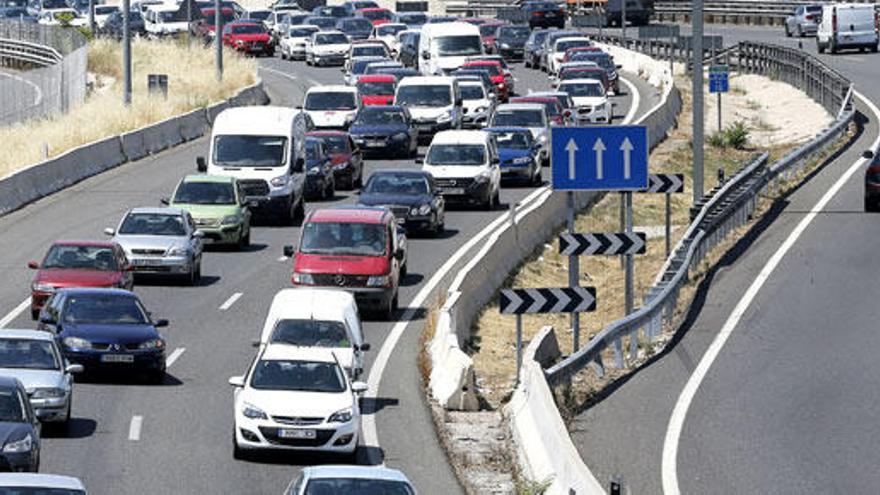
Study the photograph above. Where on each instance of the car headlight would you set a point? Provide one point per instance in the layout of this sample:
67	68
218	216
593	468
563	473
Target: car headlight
76	343
152	344
48	393
378	281
343	416
253	412
23	445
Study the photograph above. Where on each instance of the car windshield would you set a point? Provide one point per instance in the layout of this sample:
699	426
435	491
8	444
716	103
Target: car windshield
456	154
301	376
424	96
457	46
205	193
513	140
70	257
344	238
518	118
12	410
397	184
310	333
330	39
250	151
153	224
375	88
104	309
28	354
361	486
330	100
582	89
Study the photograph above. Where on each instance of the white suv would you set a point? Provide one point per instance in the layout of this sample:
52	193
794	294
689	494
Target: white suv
295	398
466	167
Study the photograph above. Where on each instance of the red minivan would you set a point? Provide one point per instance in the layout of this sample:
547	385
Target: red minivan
358	249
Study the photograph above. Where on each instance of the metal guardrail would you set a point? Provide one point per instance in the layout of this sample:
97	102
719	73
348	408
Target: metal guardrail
726	208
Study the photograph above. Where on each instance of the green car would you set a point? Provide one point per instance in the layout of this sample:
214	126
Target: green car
217	206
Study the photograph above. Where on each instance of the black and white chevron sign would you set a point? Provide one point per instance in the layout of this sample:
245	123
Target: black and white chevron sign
611	243
557	300
665	183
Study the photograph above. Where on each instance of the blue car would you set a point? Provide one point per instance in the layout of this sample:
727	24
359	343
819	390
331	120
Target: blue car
518	152
386	131
106	329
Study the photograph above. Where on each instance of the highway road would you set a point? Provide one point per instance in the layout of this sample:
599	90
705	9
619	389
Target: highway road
176	437
784	399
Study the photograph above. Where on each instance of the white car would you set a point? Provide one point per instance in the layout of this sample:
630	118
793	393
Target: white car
293	44
327	48
466	167
591	105
320	318
332	106
293	398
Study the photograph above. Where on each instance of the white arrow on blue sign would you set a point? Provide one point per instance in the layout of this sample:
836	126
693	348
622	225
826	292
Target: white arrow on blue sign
606	158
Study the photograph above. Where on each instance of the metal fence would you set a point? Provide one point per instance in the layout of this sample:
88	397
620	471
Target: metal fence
728	207
42	70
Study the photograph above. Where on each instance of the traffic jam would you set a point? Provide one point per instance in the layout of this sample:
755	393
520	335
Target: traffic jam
435	94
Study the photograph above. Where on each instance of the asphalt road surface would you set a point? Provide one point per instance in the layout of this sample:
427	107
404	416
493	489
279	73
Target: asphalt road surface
183	443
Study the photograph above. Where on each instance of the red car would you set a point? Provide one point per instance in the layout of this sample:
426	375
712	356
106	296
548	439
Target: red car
347	158
249	38
377	16
78	264
496	75
358	249
376	89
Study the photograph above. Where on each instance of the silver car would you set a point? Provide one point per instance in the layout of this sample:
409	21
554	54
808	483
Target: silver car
33	357
161	241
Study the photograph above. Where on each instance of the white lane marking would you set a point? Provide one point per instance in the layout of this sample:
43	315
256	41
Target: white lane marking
679	413
134	428
229	302
12	315
174	356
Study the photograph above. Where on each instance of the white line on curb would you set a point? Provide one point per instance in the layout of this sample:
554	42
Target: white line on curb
12	315
679	413
134	428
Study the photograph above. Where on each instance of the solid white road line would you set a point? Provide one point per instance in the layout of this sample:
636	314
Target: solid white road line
174	356
134	428
12	315
679	413
229	302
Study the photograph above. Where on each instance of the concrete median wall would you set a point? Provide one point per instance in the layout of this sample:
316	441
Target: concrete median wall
53	175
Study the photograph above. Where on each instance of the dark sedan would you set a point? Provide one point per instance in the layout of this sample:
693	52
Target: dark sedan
18	429
386	131
411	194
106	329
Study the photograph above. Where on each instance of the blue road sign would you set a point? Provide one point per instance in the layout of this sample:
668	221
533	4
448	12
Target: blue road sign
606	158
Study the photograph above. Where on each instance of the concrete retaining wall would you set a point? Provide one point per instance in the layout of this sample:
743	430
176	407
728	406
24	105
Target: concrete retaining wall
51	176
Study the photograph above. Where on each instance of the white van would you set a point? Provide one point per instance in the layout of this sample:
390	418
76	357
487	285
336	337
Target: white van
444	46
318	318
264	148
433	102
847	25
466	167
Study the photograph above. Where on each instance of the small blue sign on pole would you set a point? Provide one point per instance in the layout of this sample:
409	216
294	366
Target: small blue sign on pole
606	158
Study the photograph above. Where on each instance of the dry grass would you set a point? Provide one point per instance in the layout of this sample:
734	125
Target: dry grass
494	334
191	85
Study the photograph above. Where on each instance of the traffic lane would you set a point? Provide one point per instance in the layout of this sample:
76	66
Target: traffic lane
623	433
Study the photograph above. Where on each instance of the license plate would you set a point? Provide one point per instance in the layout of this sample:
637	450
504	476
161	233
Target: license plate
297	434
117	358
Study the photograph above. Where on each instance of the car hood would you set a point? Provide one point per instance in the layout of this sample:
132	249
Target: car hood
33	379
110	334
342	264
60	277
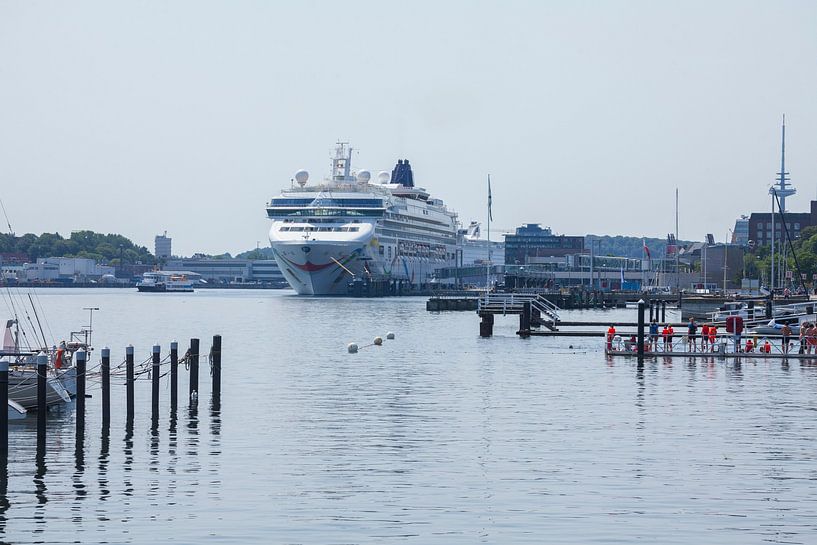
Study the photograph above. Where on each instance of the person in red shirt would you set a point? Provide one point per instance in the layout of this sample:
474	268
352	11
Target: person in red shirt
611	332
704	337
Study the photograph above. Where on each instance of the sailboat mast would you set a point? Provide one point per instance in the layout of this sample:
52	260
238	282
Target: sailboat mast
677	261
488	241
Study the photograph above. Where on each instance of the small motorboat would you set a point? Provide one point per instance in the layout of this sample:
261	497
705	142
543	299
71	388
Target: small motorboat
16	411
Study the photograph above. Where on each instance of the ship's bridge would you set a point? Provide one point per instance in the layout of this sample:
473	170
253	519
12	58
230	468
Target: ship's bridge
287	206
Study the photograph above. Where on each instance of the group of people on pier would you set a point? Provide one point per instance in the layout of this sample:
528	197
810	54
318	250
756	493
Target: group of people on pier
706	337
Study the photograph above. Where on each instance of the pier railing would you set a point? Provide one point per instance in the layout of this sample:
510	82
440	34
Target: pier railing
770	346
514	303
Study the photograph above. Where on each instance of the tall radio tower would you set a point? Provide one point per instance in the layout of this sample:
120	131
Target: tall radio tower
783	187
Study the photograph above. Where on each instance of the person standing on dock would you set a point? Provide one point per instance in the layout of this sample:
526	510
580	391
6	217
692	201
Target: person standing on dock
705	338
804	333
786	332
654	335
692	331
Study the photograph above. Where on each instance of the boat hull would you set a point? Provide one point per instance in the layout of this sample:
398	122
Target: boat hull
23	389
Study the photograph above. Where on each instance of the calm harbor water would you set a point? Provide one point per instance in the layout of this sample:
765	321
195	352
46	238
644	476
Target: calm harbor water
437	436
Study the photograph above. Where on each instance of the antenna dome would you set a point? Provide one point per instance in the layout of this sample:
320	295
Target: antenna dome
301	177
364	176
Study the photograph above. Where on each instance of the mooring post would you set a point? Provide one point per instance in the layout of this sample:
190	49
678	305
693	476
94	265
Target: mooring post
42	374
486	325
129	380
82	360
194	370
154	390
174	375
641	306
106	389
524	320
4	414
216	366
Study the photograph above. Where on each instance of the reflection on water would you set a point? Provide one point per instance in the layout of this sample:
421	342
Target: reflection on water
437	436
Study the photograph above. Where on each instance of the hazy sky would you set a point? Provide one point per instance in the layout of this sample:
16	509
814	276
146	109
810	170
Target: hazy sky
143	116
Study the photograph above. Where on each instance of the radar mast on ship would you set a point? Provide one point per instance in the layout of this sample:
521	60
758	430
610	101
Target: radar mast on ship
342	163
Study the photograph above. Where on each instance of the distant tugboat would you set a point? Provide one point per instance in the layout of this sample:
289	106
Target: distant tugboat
164	281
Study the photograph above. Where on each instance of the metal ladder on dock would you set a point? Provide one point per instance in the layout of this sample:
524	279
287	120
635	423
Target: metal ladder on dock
514	303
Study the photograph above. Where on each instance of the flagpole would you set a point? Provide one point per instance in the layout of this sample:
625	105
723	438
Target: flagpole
488	269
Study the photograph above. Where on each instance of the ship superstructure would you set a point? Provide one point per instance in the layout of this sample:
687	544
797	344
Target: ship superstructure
350	227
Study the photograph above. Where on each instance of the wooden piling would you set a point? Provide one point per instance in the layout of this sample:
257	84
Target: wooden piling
81	365
106	389
193	394
641	306
174	376
4	414
486	325
154	390
216	366
524	320
129	384
42	375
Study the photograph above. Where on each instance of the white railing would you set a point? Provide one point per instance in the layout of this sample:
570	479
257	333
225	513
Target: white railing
722	344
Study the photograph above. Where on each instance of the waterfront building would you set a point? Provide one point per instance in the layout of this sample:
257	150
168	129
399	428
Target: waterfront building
230	271
64	269
162	246
532	243
740	235
760	225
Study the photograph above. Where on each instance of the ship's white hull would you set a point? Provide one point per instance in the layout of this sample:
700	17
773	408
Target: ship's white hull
320	268
326	268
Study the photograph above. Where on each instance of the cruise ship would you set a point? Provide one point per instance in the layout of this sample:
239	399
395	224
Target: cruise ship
350	227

· · · ·

* [What is needed]
Copy each line exactly, from the line containing "the white railing" down to the last line of the material, and no other lines.

* [Result]
Study the photograph above. Where on each instance of the white railing would you set a point? Provide one point per instance in the layout of this sample:
570	479
257	333
225	513
Target: white railing
722	344
Study the photograph above. Where on each instance of the waterfront building would you set a point? Provide one point per instance in the layout of this sample:
257	150
168	129
399	428
Target: waterfront building
230	271
64	269
162	246
532	243
740	235
760	225
Study the photograph above. Where on each instance of the ship's white hull would you set a point? Provide one point per instance in the layout of this sample:
700	17
773	408
Target: ship's white hull
320	268
326	268
Study the photograph above. Where on each instance of the cruise ship would you set a point? Provide one point per instance in the layout of this sample:
239	399
395	224
Target: cruise ship
350	227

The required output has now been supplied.